(Location identification items)

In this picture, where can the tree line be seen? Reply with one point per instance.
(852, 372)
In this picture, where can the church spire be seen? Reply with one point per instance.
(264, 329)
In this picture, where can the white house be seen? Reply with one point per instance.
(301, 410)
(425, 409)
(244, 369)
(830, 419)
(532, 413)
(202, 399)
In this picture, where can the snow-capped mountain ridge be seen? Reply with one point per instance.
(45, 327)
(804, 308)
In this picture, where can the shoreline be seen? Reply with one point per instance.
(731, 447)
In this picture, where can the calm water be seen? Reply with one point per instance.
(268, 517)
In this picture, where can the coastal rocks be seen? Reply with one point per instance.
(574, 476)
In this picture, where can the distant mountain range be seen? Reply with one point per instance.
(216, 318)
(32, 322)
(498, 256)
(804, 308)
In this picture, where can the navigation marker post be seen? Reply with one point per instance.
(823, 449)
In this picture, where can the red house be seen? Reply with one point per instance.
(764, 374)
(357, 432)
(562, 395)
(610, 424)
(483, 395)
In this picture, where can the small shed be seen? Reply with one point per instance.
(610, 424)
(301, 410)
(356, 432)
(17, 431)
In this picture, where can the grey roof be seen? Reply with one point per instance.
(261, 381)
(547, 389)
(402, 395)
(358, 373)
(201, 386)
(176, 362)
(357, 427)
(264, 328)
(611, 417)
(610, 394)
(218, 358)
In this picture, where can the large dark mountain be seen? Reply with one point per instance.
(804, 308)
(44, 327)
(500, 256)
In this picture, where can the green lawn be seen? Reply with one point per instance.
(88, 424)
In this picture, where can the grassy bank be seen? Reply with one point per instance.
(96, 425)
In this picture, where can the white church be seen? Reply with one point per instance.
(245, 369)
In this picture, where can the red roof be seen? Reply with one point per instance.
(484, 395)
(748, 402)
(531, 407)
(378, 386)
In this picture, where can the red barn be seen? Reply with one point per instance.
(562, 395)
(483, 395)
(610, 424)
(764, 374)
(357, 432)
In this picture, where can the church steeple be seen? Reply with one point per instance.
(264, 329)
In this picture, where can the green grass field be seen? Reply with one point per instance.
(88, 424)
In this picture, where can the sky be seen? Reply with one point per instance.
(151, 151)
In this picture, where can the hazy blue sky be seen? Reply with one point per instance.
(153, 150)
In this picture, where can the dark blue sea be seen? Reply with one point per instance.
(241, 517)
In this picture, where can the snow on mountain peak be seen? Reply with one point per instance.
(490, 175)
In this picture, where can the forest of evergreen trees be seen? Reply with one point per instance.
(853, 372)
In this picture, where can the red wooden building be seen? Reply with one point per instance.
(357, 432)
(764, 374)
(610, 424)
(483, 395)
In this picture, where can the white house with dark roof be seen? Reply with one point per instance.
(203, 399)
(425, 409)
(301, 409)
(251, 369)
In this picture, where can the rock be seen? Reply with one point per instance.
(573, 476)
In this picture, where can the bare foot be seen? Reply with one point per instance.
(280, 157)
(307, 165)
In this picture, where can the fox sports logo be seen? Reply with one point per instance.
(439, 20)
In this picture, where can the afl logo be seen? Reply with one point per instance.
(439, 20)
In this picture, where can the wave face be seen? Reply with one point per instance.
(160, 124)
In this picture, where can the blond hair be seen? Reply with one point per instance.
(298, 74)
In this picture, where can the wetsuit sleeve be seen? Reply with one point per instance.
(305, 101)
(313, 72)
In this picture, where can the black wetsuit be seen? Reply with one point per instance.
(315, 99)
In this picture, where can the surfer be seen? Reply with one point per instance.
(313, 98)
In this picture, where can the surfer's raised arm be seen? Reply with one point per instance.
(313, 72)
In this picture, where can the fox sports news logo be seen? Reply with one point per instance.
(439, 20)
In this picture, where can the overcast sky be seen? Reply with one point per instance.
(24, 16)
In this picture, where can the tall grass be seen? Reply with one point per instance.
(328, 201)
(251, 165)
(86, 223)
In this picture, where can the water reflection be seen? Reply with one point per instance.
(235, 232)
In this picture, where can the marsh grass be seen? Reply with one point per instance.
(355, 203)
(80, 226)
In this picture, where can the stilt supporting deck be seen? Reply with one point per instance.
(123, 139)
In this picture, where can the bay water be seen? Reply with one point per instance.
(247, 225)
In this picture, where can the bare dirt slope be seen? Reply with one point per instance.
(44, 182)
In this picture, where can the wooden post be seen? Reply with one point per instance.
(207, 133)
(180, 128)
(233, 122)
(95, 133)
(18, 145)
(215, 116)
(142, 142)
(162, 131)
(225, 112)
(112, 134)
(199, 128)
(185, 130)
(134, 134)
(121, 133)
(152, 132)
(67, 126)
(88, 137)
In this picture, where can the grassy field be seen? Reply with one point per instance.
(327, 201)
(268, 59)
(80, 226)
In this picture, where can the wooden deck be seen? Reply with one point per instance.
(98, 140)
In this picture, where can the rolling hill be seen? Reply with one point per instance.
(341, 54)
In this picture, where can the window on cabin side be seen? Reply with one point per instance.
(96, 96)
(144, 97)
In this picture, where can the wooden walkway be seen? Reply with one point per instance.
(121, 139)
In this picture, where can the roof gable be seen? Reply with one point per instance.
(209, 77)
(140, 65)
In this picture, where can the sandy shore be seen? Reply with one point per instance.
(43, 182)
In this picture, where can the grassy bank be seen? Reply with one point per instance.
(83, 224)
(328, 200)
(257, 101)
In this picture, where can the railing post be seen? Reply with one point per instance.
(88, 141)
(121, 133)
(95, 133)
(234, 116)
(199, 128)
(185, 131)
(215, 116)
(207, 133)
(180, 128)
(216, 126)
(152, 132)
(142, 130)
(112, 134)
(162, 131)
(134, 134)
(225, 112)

## PROMPT
Type out the entries again, word for word.

## CORRECT OUTPUT
In this picture, where can the tree line be seen? Reply with one point per instance.
(852, 372)
In this picture, where can the church spire be seen? Reply with one point per instance.
(264, 329)
In this picture, where can the white house be seen? Reply with one point per instance.
(301, 410)
(425, 409)
(244, 369)
(830, 419)
(532, 413)
(202, 399)
In this picture, where can the snow-capped mountain ridge be seen? Reply with one point per instance.
(45, 327)
(804, 308)
In this picture, where can the shoreline be seen? Reply with one point per instance.
(731, 447)
In this picture, where can the calm water be seen? Reply with one point per instance.
(268, 517)
In this picture, where can the coastal rocks be seen? Reply with one point per instance.
(574, 476)
In this picture, where can the distant mountain range be seen? Reply with one point per instance.
(216, 318)
(32, 322)
(498, 256)
(804, 308)
In this picture, where can the navigation marker post be seen? Reply with one point per instance.
(823, 449)
In this picture, where can the red house be seen? Reply with one point per instance.
(764, 374)
(357, 432)
(562, 395)
(610, 424)
(483, 395)
In this picture, where can the small shed be seen? Reply with one point per instance.
(610, 424)
(301, 410)
(356, 432)
(17, 431)
In this picture, where can the grey roof be seen? Reply with one point per instance.
(261, 381)
(547, 389)
(402, 395)
(358, 373)
(201, 386)
(176, 362)
(357, 427)
(264, 328)
(611, 417)
(610, 394)
(218, 358)
In this picture, where can the large dark mountain be seen? Reply with one point per instance.
(804, 308)
(44, 327)
(500, 256)
In this picture, where can the green lawn be seen? Reply with one point per instance.
(88, 424)
In this picture, where can the grassy bank be seen? Reply with one point per instance.
(96, 425)
In this picture, where can the white church be seen? Reply with one point per instance.
(245, 369)
In this picture, where can the red roof be seen? Reply with one point per instance.
(484, 395)
(748, 402)
(531, 407)
(378, 386)
In this picture, where can the red barn be seen? Reply with one point per instance.
(562, 395)
(483, 395)
(610, 424)
(764, 374)
(357, 432)
In this picture, where can the church steeple be seen? Reply with one point per instance.
(264, 329)
In this picture, where can the green grass field be seen? Reply with one point per instance.
(88, 424)
In this picture, where can the sky be seen? Reply with one point per instance.
(151, 151)
In this picture, where can the hazy blue sky be seen? Reply with one point per instance.
(153, 150)
In this picture, where can the dark blue sea be seen? Reply with one point per instance.
(241, 517)
In this picture, where can the snow on mountain peak be seen? Reply with one point per instance.
(490, 175)
In this picture, where can the forest of evergreen trees be seen? Reply with one point per instance.
(853, 372)
In this picture, where can the red wooden building be seen? Reply with one point per instance.
(357, 432)
(764, 374)
(610, 424)
(483, 395)
In this picture, where can the white house with dark roof be seen? Reply with one point per instance.
(203, 399)
(425, 409)
(301, 409)
(251, 369)
In this picture, where can the rock be seen? Reply with one point per instance.
(573, 476)
In this picture, where can the bare foot be seen? Reply with one point per instance.
(280, 157)
(307, 165)
In this picture, where can the fox sports logo be seen? Reply with one point per instance.
(439, 20)
In this picture, where can the afl logo be seen? Reply with one point per instance.
(439, 20)
In this picture, where can the wave face be seen? Reply with one point per instance.
(160, 124)
In this picture, where can the blond hair be seen? Reply with one point per instance.
(298, 74)
In this picture, where can the wetsuit sleeve be seen? Reply with one point per instance.
(305, 101)
(313, 72)
In this picture, where can the black wetsuit be seen? Reply with one point per instance.
(315, 99)
In this picture, where can the surfer be seen? Reply with one point per instance.
(313, 98)
In this picture, where can the surfer's raised arm be seen? Reply with one point per instance.
(313, 72)
In this picture, where can the fox sports news logo be seen? Reply with one point per instance.
(439, 20)
In this picture, where can the overcast sky be seen? Reply with one point per instance.
(24, 16)
In this picture, where can the tall grass be seen? Reply with one point per instance.
(328, 201)
(251, 165)
(86, 223)
In this picture, where can the water reflection be seen? Reply with one point per instance.
(235, 232)
In this picture, where can the marsh grass be seen? Reply with one point per instance.
(355, 203)
(80, 226)
In this picture, where can the stilt supporting deck be seen? Reply with one point per instance.
(123, 139)
In this picture, where can the bay water be seen? Reply with one point per instance.
(247, 225)
In this picture, where can the bare dirt slope be seen? Reply with one point per instance.
(44, 182)
In this picture, where can the wooden post be seen? Reply with one point per instance.
(207, 133)
(180, 128)
(233, 122)
(95, 133)
(18, 145)
(215, 116)
(142, 142)
(162, 131)
(225, 112)
(112, 134)
(199, 128)
(185, 130)
(134, 134)
(121, 133)
(152, 132)
(67, 126)
(88, 137)
In this picture, where can the grassy field be seen? Reply with one point per instance.
(327, 201)
(268, 59)
(80, 226)
In this picture, where can the wooden deck be seen? Reply with one point per instance.
(98, 140)
In this picture, where can the rolling hill be seen? Reply with one point per instance.
(341, 54)
In this picture, where can the window on cabin side be seen? Reply with one point per instance.
(96, 96)
(144, 97)
In this picture, where can the wooden walkway be seen? Reply with one point per instance.
(121, 139)
In this picture, where can the roof gable be seen? Reply with one point per instance.
(209, 77)
(140, 65)
In this picture, where can the sandy shore be seen? Reply with one point per instance.
(43, 182)
In this picture, where can the grassy bank be seen? Reply with one point per instance.
(83, 224)
(328, 200)
(257, 101)
In this picture, where can the railing post be seen? Reply with one point per instance.
(88, 141)
(121, 133)
(95, 133)
(234, 116)
(199, 128)
(185, 131)
(215, 116)
(207, 133)
(180, 128)
(216, 126)
(152, 132)
(142, 130)
(112, 134)
(162, 131)
(134, 134)
(225, 112)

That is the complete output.